**TASK DESCRIPTION:**
List every line in the items below that contains the word "black", copying each line in full.

------ EXERCISE INPUT

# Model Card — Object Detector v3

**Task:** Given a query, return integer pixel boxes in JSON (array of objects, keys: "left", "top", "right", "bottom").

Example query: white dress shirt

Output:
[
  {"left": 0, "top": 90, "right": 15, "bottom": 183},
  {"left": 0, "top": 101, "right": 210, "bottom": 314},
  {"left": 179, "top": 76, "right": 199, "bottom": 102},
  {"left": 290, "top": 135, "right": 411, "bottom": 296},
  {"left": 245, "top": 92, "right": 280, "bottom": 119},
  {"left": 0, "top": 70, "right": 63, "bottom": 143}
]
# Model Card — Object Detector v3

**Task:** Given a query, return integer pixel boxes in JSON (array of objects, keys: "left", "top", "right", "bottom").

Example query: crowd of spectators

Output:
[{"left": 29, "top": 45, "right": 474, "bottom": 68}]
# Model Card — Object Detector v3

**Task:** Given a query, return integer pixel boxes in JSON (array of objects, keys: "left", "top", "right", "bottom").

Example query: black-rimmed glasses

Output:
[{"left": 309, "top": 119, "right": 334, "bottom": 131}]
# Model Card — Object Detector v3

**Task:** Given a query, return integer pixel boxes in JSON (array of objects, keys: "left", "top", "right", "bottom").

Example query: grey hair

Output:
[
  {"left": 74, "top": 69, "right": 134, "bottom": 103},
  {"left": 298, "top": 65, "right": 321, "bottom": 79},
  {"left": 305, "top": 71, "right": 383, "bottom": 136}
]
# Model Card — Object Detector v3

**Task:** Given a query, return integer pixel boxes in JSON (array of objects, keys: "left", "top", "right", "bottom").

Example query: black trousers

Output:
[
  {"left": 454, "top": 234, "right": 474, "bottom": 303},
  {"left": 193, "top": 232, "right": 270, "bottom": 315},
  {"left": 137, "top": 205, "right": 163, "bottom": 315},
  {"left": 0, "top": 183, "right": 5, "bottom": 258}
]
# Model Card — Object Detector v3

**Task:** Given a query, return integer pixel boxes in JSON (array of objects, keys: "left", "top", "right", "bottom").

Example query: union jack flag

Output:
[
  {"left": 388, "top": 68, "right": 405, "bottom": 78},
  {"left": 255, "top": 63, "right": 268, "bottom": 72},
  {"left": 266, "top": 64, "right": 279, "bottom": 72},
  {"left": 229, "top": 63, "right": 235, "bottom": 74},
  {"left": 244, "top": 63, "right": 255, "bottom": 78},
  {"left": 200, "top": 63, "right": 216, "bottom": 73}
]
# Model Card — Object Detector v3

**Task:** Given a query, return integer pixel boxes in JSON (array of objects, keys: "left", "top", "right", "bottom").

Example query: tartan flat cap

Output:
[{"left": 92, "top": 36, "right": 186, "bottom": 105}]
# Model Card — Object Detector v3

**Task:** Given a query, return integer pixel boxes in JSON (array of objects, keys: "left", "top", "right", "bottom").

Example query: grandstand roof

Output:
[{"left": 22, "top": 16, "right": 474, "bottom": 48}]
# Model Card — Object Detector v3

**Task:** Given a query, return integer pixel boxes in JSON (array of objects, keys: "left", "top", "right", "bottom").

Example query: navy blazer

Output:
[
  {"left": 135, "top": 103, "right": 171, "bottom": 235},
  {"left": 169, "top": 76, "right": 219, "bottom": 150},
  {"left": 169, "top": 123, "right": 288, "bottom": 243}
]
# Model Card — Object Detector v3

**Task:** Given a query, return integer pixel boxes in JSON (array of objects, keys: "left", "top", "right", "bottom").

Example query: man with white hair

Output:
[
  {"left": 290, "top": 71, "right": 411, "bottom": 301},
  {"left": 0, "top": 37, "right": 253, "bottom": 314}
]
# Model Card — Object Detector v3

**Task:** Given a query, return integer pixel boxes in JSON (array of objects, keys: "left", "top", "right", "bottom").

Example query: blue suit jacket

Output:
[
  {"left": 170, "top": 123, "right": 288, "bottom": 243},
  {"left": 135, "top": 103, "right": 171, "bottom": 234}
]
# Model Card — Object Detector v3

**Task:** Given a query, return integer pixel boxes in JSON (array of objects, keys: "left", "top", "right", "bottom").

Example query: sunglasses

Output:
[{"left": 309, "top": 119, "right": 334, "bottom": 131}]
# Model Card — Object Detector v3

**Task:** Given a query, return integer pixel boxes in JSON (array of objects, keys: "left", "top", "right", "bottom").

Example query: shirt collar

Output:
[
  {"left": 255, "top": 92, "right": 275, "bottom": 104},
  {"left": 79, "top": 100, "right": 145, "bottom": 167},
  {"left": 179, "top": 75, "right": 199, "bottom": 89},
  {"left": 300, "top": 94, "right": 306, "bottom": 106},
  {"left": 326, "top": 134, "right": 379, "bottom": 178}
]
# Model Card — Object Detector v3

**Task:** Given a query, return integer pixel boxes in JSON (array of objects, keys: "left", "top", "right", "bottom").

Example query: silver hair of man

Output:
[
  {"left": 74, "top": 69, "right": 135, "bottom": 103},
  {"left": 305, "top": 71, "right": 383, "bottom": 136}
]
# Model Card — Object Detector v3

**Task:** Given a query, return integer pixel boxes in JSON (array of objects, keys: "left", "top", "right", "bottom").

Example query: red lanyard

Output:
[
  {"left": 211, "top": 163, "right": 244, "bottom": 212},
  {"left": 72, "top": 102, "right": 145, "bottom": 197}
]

------------

**FINISHED ANSWER:**
Example query: black-rimmed glasses
Example query: black trousers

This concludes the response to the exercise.